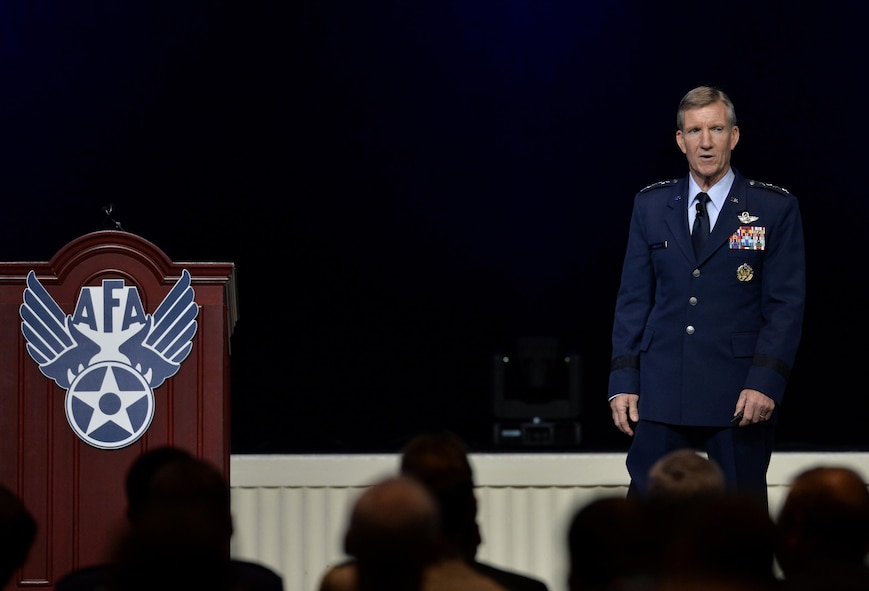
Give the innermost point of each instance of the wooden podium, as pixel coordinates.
---
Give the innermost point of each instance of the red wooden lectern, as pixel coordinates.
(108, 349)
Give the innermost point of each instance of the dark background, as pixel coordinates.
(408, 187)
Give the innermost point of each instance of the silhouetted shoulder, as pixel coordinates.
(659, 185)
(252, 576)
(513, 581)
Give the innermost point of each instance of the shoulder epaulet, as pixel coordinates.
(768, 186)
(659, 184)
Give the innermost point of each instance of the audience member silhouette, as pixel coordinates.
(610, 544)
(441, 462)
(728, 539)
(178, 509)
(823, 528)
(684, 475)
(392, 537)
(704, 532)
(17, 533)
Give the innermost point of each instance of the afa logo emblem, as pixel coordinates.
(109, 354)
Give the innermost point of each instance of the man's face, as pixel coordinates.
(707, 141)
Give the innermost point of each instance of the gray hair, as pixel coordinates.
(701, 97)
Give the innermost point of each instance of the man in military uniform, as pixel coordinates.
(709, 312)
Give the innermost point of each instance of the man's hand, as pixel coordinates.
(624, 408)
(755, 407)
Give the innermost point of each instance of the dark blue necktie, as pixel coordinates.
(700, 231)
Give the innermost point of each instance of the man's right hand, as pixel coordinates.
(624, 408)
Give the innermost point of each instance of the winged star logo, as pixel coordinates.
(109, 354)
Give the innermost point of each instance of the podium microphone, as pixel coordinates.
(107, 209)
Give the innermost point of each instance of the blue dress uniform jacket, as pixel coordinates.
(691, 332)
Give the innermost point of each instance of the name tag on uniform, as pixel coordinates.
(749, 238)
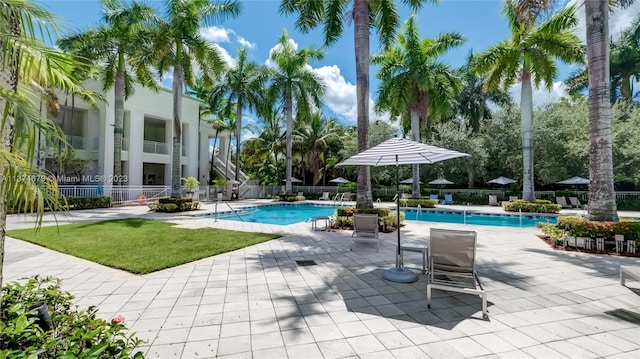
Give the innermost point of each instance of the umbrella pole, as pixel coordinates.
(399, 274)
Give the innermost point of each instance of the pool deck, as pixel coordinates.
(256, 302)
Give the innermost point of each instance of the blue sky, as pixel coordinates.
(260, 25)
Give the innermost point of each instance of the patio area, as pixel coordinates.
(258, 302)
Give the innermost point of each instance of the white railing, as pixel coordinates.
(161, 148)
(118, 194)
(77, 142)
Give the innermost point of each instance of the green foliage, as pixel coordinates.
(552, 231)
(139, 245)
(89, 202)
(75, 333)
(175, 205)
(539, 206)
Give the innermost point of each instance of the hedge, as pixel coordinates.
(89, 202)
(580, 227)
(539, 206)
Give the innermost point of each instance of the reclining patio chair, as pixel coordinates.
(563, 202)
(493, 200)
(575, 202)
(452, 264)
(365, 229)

- WHAT TO WORK ON: How many rows above contain the word "patio"? Reply with the number alone.

- COMPLETED EXERCISE: 2